■ Your task ■
Below are records; print only the lines from the line containing "Can you locate the front tire" to the end, both included, reproduced exactly and without the pictures.

═══ Exercise inputs ═══

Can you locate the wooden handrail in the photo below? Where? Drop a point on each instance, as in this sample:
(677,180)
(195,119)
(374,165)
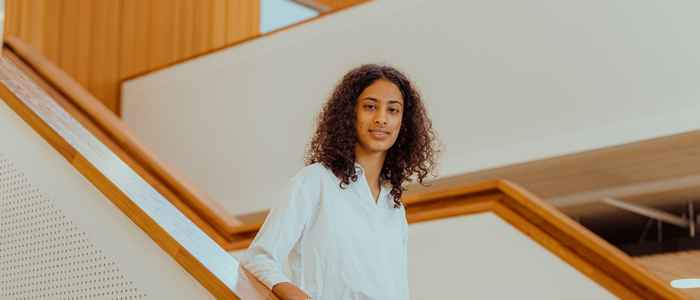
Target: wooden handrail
(208,263)
(225,224)
(573,243)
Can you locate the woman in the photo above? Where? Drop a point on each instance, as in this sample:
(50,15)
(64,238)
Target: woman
(342,226)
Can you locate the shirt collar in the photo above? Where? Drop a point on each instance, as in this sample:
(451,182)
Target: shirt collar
(361,172)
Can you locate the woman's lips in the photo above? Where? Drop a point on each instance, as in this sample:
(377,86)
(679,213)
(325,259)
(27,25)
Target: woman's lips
(379,134)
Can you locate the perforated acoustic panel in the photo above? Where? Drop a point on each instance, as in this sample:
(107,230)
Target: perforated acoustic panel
(43,255)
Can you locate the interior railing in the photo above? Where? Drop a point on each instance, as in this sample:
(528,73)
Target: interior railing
(214,268)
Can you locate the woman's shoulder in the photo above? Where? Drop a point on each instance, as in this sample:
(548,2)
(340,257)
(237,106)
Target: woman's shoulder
(315,172)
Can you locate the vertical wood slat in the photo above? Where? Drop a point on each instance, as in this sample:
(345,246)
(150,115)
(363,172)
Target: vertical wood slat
(104,58)
(69,38)
(186,31)
(52,30)
(218,23)
(161,50)
(202,28)
(135,45)
(84,24)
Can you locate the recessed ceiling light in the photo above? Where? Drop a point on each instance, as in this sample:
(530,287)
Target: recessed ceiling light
(686,283)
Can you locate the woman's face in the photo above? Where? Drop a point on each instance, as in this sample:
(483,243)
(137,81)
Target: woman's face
(378,112)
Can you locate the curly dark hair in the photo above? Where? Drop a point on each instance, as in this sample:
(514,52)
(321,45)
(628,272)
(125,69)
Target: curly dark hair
(333,143)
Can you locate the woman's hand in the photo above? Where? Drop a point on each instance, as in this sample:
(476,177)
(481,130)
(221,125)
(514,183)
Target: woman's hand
(288,291)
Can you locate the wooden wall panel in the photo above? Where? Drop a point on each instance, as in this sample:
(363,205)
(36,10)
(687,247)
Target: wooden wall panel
(104,62)
(327,6)
(52,23)
(135,46)
(100,43)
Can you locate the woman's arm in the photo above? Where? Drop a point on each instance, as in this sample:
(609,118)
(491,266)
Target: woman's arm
(280,232)
(289,291)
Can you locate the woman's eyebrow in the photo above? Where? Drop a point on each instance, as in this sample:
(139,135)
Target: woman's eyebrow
(370,98)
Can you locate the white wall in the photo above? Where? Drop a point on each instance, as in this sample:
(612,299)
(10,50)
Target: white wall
(504,82)
(483,257)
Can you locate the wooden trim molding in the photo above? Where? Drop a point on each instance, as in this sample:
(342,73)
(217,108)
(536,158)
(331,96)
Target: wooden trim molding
(199,255)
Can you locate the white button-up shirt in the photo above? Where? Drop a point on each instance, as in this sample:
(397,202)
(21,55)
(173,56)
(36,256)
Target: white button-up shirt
(339,243)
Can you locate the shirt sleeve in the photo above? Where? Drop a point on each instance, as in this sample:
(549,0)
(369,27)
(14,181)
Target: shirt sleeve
(404,276)
(282,229)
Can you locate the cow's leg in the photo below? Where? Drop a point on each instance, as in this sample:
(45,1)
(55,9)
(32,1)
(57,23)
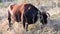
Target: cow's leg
(25,24)
(9,20)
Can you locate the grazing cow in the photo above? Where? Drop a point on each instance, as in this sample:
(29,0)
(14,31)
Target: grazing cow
(26,12)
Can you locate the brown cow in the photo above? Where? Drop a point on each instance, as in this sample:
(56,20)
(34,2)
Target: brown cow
(25,12)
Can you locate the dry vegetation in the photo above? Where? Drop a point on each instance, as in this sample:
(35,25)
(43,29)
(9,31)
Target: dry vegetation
(53,26)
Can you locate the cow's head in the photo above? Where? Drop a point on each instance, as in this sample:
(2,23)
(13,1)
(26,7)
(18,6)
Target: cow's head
(44,17)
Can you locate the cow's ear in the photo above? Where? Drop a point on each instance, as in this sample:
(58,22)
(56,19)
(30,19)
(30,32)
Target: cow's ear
(11,7)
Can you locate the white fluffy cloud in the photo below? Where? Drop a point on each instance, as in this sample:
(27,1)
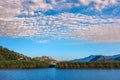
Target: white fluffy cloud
(62,26)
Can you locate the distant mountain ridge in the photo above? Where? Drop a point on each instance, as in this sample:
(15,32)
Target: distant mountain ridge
(98,58)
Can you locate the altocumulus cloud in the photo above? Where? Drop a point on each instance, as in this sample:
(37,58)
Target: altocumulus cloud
(64,25)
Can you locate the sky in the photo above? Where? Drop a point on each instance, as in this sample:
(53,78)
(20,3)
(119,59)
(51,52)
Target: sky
(62,29)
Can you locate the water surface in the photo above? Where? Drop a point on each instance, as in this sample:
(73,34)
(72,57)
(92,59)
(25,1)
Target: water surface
(58,74)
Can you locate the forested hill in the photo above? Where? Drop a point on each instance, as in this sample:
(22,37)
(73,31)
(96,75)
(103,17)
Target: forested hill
(6,54)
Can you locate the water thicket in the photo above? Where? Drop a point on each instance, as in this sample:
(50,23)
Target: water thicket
(80,65)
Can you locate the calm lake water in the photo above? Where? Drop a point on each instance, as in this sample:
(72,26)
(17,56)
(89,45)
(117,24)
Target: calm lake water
(58,74)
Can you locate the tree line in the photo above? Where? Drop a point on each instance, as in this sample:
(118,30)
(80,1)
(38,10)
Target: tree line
(78,65)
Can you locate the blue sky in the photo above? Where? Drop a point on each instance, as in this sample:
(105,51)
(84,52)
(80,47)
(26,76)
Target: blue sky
(63,29)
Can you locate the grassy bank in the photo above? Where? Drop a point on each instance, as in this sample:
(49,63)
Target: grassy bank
(78,65)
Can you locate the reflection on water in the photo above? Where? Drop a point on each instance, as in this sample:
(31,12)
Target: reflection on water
(58,74)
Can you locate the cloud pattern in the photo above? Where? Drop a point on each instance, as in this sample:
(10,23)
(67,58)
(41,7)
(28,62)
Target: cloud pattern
(65,25)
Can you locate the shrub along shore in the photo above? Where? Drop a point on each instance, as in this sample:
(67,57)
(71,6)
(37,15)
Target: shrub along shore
(14,64)
(23,64)
(89,65)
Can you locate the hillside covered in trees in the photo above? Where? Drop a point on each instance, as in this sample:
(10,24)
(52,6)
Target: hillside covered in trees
(11,60)
(6,54)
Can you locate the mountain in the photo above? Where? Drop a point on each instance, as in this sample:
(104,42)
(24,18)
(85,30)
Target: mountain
(6,54)
(47,59)
(99,58)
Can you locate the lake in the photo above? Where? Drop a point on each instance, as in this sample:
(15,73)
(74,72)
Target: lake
(60,74)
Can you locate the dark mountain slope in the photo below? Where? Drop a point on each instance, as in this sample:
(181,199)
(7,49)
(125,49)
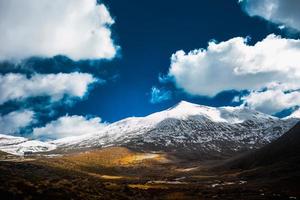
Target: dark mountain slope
(285,149)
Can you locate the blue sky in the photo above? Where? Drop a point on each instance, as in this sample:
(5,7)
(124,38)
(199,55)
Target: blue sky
(133,80)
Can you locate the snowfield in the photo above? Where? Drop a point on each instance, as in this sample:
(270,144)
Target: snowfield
(185,126)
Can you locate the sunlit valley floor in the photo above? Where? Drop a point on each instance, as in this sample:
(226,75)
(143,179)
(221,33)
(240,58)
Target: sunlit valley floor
(242,154)
(119,173)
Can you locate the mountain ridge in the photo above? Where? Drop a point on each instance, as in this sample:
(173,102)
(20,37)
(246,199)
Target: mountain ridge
(184,127)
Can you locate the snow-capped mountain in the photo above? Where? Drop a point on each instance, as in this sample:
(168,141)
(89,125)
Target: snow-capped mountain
(187,127)
(20,145)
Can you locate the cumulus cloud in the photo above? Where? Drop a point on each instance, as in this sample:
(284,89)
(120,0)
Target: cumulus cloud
(14,86)
(13,122)
(272,101)
(159,95)
(273,63)
(75,28)
(277,11)
(69,126)
(295,114)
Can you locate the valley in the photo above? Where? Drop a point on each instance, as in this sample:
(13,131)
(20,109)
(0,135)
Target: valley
(186,152)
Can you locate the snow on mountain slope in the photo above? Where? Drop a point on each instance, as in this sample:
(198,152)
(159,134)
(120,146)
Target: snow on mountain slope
(188,127)
(20,145)
(185,127)
(295,115)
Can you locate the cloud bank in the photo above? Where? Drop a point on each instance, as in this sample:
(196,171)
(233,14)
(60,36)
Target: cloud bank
(14,86)
(69,126)
(74,28)
(277,11)
(272,64)
(159,95)
(13,122)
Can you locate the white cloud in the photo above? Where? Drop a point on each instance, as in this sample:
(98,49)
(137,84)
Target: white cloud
(79,29)
(272,101)
(159,95)
(278,11)
(69,126)
(11,123)
(234,64)
(19,87)
(295,114)
(273,63)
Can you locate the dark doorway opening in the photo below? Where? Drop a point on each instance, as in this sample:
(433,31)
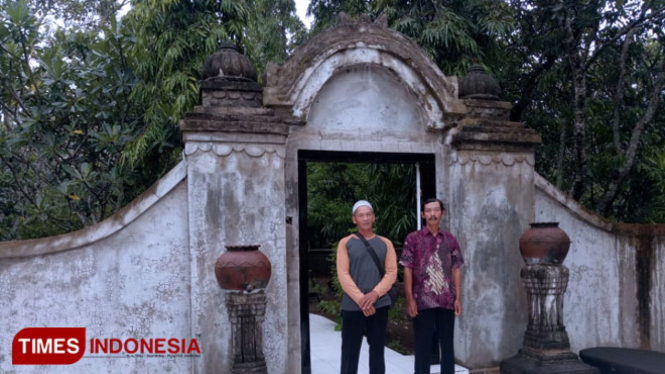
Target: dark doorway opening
(426,165)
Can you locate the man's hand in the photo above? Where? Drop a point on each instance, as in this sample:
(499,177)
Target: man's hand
(411,307)
(369,311)
(368,300)
(458,306)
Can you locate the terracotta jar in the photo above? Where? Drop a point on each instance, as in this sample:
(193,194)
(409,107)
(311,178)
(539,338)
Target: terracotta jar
(243,268)
(544,243)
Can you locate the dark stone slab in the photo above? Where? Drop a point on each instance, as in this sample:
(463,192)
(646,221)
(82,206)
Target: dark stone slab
(529,361)
(624,360)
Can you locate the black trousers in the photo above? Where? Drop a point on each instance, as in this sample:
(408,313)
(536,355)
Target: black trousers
(354,325)
(424,325)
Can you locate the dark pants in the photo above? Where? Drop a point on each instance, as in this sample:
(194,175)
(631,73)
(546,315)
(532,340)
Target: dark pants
(424,325)
(354,325)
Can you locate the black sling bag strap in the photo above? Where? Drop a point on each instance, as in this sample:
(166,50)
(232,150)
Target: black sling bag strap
(370,249)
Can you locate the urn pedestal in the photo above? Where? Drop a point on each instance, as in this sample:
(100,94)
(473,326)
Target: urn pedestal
(243,272)
(546,348)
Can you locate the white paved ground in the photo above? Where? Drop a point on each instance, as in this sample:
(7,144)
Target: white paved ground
(326,344)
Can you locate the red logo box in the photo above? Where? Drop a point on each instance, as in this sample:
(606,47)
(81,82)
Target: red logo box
(48,346)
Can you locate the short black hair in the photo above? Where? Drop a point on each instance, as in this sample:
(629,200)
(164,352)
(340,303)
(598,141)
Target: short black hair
(431,200)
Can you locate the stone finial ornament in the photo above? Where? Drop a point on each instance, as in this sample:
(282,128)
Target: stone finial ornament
(228,62)
(477,84)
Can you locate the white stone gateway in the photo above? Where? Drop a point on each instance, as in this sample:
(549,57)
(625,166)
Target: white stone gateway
(356,91)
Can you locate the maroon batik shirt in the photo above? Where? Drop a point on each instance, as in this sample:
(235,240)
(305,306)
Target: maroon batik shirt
(432,258)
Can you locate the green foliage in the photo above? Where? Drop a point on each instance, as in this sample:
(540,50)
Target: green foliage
(334,187)
(89,111)
(618,49)
(65,119)
(453,33)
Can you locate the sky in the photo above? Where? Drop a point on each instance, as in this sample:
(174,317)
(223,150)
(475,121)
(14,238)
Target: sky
(301,10)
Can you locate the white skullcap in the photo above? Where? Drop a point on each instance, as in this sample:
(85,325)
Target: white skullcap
(360,203)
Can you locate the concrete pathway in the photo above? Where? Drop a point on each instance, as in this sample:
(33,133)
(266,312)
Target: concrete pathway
(326,346)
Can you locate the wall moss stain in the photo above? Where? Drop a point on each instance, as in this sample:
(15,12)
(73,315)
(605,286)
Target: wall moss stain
(644,273)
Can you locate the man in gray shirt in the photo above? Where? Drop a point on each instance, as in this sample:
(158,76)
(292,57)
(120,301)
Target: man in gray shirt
(365,302)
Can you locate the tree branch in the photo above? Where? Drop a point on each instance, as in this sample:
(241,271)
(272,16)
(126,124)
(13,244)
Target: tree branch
(618,93)
(654,101)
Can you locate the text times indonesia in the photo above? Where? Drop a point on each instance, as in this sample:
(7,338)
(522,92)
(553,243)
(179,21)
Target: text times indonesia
(67,345)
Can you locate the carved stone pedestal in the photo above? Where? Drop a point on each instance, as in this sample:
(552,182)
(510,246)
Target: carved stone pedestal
(247,312)
(546,347)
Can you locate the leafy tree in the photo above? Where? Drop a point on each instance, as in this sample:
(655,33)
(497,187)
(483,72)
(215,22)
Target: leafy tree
(453,33)
(590,74)
(66,119)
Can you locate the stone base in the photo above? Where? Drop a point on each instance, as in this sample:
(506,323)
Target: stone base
(258,367)
(546,362)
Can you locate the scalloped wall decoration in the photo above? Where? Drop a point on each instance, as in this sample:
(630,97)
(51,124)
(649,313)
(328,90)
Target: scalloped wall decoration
(505,159)
(224,150)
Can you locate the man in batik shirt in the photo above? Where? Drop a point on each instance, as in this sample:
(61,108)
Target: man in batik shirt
(432,284)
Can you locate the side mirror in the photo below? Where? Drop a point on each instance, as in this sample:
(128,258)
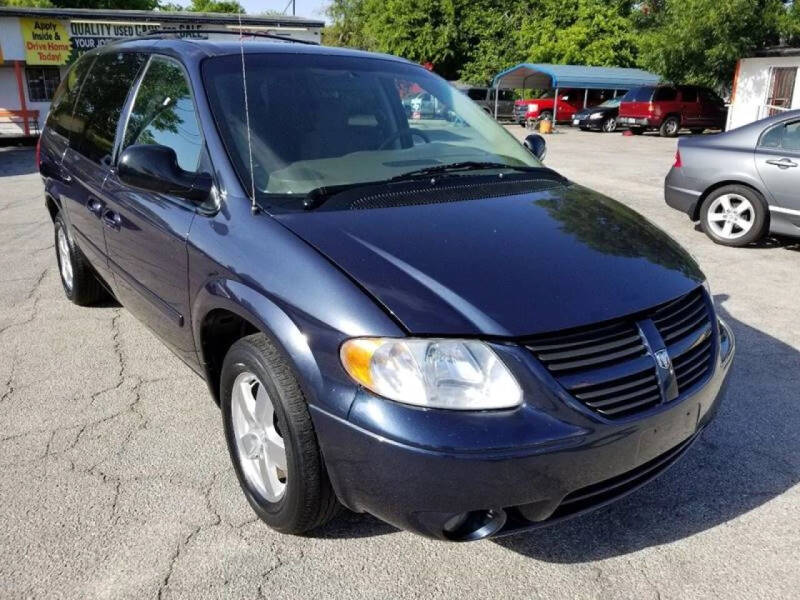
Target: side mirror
(155,168)
(536,145)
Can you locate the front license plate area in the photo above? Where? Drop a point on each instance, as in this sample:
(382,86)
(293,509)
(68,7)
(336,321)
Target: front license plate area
(677,426)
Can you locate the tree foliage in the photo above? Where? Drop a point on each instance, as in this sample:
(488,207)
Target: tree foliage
(685,41)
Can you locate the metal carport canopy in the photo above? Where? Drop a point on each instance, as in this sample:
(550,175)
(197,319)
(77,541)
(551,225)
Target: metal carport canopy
(545,76)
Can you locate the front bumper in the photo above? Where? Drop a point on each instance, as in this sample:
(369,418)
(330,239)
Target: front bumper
(542,462)
(646,122)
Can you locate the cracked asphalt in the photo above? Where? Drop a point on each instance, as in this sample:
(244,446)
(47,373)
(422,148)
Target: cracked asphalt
(115,480)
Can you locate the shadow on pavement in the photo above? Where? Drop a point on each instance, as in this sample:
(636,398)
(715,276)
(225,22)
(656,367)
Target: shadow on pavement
(17,161)
(747,457)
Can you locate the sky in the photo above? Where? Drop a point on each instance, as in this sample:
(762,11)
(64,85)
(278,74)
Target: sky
(304,8)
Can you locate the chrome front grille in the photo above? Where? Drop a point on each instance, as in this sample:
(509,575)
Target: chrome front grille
(610,367)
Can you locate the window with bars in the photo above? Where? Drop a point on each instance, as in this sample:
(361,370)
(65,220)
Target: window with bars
(781,89)
(42,83)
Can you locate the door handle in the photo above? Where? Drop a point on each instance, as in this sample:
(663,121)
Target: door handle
(111,219)
(783,163)
(94,206)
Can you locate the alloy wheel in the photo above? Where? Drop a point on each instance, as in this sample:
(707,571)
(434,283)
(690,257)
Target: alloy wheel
(260,445)
(64,262)
(731,216)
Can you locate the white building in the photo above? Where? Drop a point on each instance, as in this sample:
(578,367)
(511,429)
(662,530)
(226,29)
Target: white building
(764,85)
(37,45)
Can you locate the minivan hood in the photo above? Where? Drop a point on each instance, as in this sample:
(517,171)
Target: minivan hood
(511,266)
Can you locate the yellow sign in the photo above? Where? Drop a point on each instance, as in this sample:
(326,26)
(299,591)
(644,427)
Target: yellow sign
(46,42)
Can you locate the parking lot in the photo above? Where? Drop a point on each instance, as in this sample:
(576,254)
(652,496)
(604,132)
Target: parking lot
(116,480)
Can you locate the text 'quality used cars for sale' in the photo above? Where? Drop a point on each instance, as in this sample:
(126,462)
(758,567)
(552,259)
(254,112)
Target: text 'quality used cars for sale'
(408,317)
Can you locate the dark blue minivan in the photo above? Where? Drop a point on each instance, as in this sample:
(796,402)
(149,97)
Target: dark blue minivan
(398,312)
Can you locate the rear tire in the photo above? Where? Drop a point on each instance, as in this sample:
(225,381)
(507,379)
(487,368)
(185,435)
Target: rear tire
(670,127)
(290,493)
(78,278)
(734,215)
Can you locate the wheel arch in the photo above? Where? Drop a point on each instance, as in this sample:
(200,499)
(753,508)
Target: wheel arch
(720,184)
(225,311)
(52,205)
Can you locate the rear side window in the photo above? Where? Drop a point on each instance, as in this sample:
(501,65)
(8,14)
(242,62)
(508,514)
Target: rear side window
(60,119)
(665,95)
(689,94)
(784,137)
(164,114)
(643,94)
(100,103)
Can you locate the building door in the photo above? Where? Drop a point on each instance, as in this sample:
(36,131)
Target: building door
(781,89)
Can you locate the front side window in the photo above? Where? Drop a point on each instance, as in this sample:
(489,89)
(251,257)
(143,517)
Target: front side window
(42,83)
(643,94)
(164,113)
(319,121)
(99,106)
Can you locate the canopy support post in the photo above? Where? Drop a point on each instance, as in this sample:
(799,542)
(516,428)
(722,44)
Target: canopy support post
(555,109)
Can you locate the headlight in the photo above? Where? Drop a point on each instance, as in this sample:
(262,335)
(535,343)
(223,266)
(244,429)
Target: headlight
(436,373)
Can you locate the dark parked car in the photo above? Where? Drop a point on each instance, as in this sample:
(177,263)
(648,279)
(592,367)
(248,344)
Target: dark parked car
(420,322)
(600,118)
(484,97)
(741,184)
(668,109)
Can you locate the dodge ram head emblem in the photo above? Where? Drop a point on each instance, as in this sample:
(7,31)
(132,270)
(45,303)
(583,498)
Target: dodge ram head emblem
(662,360)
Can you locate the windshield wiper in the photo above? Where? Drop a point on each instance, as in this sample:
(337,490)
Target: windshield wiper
(467,165)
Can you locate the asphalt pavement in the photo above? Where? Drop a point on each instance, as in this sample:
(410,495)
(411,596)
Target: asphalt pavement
(115,481)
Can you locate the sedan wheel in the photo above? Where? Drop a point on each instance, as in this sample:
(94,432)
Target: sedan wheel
(734,216)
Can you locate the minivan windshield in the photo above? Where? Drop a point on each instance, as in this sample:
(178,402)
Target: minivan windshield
(643,94)
(318,121)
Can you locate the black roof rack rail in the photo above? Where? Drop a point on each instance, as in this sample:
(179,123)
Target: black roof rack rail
(234,30)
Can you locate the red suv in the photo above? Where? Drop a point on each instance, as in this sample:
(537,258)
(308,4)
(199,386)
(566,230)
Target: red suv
(670,108)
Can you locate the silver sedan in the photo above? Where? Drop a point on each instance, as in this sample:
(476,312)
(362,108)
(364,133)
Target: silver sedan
(743,183)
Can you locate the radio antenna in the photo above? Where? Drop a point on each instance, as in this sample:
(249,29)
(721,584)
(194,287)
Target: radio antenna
(253,206)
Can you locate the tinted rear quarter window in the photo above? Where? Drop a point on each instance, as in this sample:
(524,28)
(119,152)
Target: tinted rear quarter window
(665,95)
(100,103)
(60,119)
(643,94)
(689,94)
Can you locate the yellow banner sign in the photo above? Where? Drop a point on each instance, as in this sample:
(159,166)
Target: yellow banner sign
(46,42)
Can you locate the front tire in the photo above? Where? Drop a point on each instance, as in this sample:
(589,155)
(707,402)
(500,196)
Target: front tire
(271,439)
(670,127)
(734,215)
(78,279)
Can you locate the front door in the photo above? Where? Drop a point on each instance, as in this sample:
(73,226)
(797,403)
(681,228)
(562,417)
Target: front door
(91,141)
(147,246)
(778,162)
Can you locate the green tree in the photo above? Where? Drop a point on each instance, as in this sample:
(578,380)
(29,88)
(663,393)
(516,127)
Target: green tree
(579,32)
(699,41)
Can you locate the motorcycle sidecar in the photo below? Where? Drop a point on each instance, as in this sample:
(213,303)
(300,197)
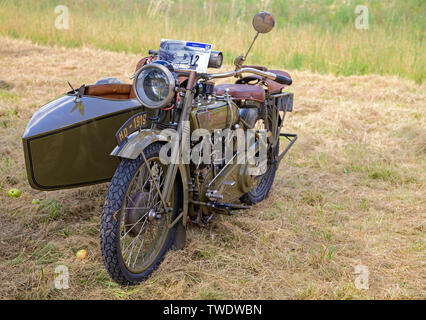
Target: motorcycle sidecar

═══

■ Problem solution ■
Can you locate the front tire in the photo above? Where? Drop a point on each instance, as in this sample:
(589,155)
(707,402)
(500,196)
Target: front tire
(271,439)
(670,127)
(734,215)
(78,279)
Can you locate the front door in the photo above? Where? Drop a point on each instance, as in this sample:
(73,226)
(797,403)
(681,228)
(562,417)
Target: front door
(91,141)
(147,246)
(778,162)
Can you locate the green tree in the photo above? Where? Drop a point on each instance, as in this sample:
(578,380)
(29,88)
(663,393)
(516,127)
Target: green tree
(579,32)
(699,41)
Can you locate the motorcycle sidecar in the photo below? Where? Drop a point on each instance, as in this sample:
(213,303)
(300,197)
Target: motorcycle sidecar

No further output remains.